Por Vinicius Torres Freire
- EUA incluem produtos alimentícios brasileiros na lista do ‘destarifaço’ mundial
- Conversa sobre itens industriais e barreiras não tarifárias deve ser mais difícil
O Brasil enfim entrou no trem de corte de impostos de importação dos Estados Unidos, “tarifas”, o expresso da impopularidade de Donald Trump, diminuída por queixas a respeito do custo de vida. Com quase uma semana de atraso, o presidente americano cancelou aquele imposto extra de 40% sobre certos produtos brasileiros. Atraso: na sexta passada, Trump mandara reduzir a zero, para o mundo inteiro, Brasil inclusive, aquelas “tarifas recíprocas” de 10% sobre produtos alimentícios e fertilizantes.
Boa notícia, em termos. Além do “destarifaço” para carne de boi, café, certas frutas, outros produtos alimentícios e de peças e partes de aviões, o tom do decreto de Trump que anunciou o “destarifaço” parcial indica que as relações com o Brasil estão menos amargas. Trump ainda escreve que “…o alcance e a gravidade das políticas, práticas e ações recentes do governo do Brasil constituem ameaça incomum e extraordinária à segurança nacional, à política externa e à economia dos Estados Unidos”. Mas esse resumo dos dissabores foi reduzido e não indicou vontade de bater mais.
Um pouquinho menos animador também é que, nesse documento, Trump afirma apenas que as negociações dizem respeito ao decreto do tarifaço. Mas há vários contenciosos. Por exemplo, impostos majorados sobre outros produtos e o listão de queixas do Representante Comercial dos Estados Unidos (USTR), que menciona desde pirataria até o Pix, passando por corrupção, desmatamento ilegal, etanol etc.
Por um lado, certos produtos estão isentos do tarifaço. Bom para as empresas do setor. Por falar nisso, o valor das exportações de carne, café e frutas para o mundo inteiro vinha crescendo mesmo com as sanções americanas, em parte por aumento de preço (café), em parte também por aumento de quantidade exportada (caso de frutas e nozes). As empresas encontravam outros mercados.
Por outro lado, como a lista de produtos extratarifados é agora menor, em tese os americanos têm menos para conceder. A discussão a respeito dos impostos pode ficar relativamente mais difícil. O tarifaço é especialmente daninho para a indústria, como a de máquinas e equipamentos e de móveis e madeiras. Muitas dessas empresas vendem não apenas muito de sua produção para os EUA, mas vendem produtos talhados para os EUA.

= = = =

Tarefa proposta = Enumere todos os temas que a passagem cita como mencionados na lista de queixas do Representante Comercial dos Estados Unidos (USTR). O material não tem nenhum papel aqui.

= = = =

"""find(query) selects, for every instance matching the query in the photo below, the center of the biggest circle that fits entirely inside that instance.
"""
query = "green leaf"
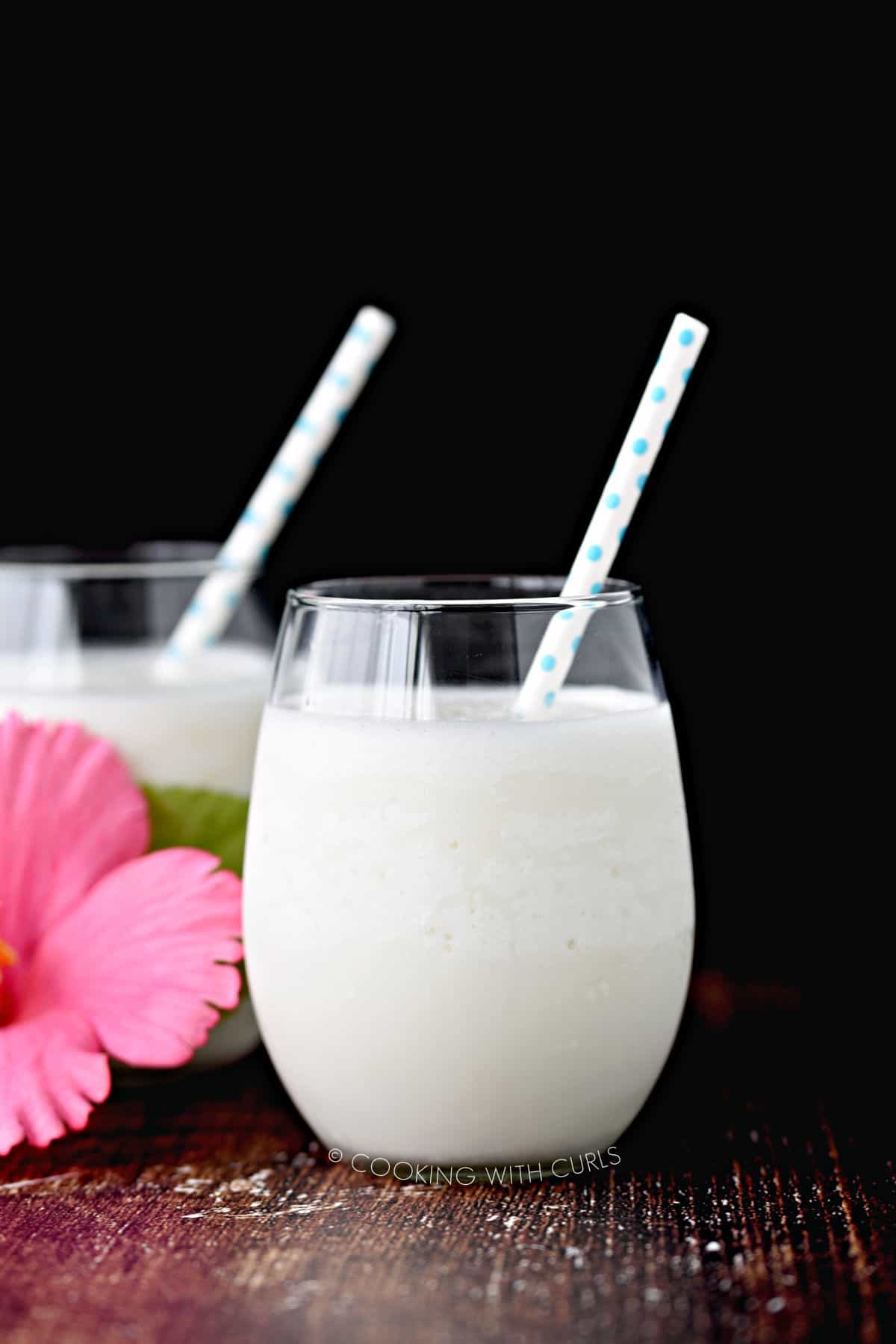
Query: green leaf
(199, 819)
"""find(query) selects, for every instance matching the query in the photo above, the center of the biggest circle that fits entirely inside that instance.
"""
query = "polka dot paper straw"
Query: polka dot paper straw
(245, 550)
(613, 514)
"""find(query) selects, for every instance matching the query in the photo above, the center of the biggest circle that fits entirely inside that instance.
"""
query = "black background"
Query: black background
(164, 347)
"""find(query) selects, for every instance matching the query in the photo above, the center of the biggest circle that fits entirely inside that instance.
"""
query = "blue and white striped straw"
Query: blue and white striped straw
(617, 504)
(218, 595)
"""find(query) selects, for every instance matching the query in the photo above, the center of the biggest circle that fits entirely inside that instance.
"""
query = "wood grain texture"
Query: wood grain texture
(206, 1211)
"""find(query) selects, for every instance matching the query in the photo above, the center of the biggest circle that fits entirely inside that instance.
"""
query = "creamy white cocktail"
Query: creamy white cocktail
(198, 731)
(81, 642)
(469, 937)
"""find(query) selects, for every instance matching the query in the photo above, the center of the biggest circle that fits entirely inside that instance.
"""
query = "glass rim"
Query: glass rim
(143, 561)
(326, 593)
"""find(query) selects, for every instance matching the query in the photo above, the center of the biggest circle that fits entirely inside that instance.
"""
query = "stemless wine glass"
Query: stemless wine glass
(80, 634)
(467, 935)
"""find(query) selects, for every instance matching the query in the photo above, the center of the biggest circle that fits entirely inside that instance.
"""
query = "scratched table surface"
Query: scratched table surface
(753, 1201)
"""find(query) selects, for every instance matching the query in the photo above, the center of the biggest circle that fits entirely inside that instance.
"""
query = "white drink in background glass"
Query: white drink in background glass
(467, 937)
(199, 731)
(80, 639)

= = = =

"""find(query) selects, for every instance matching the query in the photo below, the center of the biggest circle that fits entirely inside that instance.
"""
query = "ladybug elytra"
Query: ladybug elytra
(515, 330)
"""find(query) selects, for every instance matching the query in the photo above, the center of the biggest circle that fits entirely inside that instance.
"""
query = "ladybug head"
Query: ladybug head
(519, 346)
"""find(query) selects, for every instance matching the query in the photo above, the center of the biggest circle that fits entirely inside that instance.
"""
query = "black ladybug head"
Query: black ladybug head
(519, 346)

= = = =

Resposta à tarefa =
- pirataria
- Pix
- corrupção
- desmatamento ilegal
- etanol